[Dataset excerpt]

● ● ● ● ● ● ●

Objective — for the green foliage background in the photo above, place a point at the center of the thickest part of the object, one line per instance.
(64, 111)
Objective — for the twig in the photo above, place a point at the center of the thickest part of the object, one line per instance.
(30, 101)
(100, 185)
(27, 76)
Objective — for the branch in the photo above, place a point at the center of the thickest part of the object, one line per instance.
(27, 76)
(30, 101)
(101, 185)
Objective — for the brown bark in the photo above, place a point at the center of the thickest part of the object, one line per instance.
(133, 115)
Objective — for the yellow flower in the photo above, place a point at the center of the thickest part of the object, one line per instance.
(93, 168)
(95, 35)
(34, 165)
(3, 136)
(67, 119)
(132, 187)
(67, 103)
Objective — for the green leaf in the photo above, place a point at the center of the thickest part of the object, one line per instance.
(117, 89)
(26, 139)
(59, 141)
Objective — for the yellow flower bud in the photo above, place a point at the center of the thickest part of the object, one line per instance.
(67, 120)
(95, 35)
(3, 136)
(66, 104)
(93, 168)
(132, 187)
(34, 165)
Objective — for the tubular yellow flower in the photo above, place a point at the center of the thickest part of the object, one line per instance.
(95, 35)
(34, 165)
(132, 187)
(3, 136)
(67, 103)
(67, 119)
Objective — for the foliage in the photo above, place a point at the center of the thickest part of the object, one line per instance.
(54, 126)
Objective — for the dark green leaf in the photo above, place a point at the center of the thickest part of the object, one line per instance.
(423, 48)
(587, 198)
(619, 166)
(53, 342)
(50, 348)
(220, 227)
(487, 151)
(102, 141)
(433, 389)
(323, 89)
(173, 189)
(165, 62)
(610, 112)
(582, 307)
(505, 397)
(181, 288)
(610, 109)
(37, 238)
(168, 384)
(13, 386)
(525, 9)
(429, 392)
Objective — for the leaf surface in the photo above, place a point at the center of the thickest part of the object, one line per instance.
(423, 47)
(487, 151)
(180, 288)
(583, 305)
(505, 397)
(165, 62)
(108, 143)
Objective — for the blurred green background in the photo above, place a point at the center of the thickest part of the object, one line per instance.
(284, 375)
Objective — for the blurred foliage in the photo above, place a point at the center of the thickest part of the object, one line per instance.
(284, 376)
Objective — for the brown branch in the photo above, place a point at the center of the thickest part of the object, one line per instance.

● ● ● ● ● ● ●

The problem — Reproduce every one of the records above verbatim, line by line, changing no character.

Worked answer —
Objective — for the green foliage background in the photo above, place a point at the center of the thickest part of the object, one line per instance.
(64, 111)
Objective — for the twig in the photo above, place a point at the center of the thickest part of the object, one line per instance.
(30, 101)
(100, 185)
(27, 76)
Objective — for the branch in the photo above, place a point at the center of the thickest part of the object, one line per instance.
(27, 76)
(30, 101)
(101, 185)
Objective — for the brown bark in the photo above, place a point at the center of the thickest part of the object, one line per instance.
(133, 115)
Objective — for the yellow flower in the photo above, place a point at the center of the thickest part of the object, one line per instance.
(93, 168)
(95, 35)
(34, 165)
(3, 136)
(67, 119)
(132, 187)
(67, 103)
Objective — for the green leaf in the photo above, place a point at the center of the thickest part of the object, one line per instance.
(117, 89)
(26, 139)
(59, 141)
Objective — for the yellow flower bud in the photo above, place a point at the center of the thickest part of the object, one line per instance.
(67, 120)
(95, 35)
(3, 136)
(66, 104)
(93, 168)
(132, 187)
(34, 165)
Objective — for the tubular yellow flower in the photo above, place a point at the center of the thickest part of the object, one line per instance.
(95, 35)
(34, 165)
(132, 187)
(3, 136)
(67, 103)
(67, 119)
Objective — for the foliage in the photo above, place a point at the center of the thickest part of the object, one line per instance.
(54, 126)
Objective — for the dark green leaf in the photo above, place a point at the center of the thickest part of the object, one line per instance.
(423, 48)
(587, 198)
(619, 166)
(53, 342)
(50, 348)
(220, 227)
(487, 151)
(102, 141)
(433, 389)
(323, 89)
(173, 189)
(165, 62)
(610, 112)
(582, 307)
(505, 397)
(181, 288)
(610, 109)
(37, 238)
(168, 384)
(13, 386)
(525, 9)
(429, 392)
Objective — for the leaf surface in the photo above, place a point at the center of the thickest part of the object, one line per instance.
(423, 47)
(487, 151)
(180, 288)
(583, 305)
(505, 397)
(165, 62)
(108, 143)
Objective — for the blurred green background in the photo above, place a point at the center of the thickest part of the object, one line per instance.
(284, 375)
Objective — for the blurred foliage in the photo above, place a point at the center of the thickest part of the object, one line per instance.
(284, 376)
Objective — for the brown branch in the photo above, place a point at the center of the thickest part of the object, one line per instance.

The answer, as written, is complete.